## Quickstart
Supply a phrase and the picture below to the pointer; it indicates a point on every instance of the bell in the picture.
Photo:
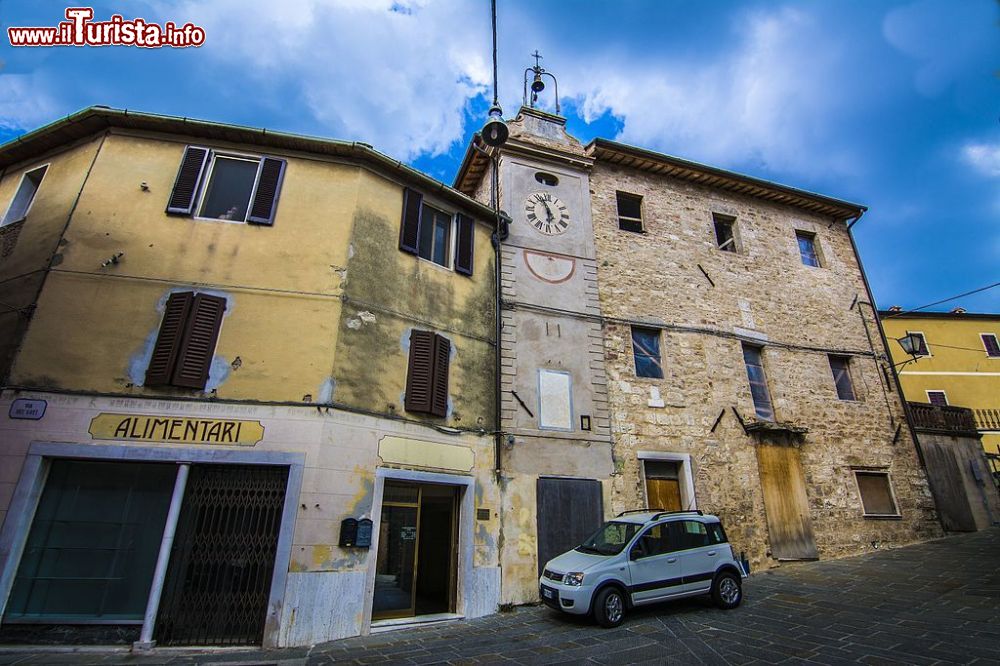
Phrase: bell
(495, 131)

- - - - - - -

### Task objective
Copy every line of the records above word for word, but leave the pictures out.

### Response to the task
## Quickstart
Supply a phrase and the picture below to the pointer; it indicates a point on every instance of the bell in the picture.
Photo:
Phrase: bell
(495, 131)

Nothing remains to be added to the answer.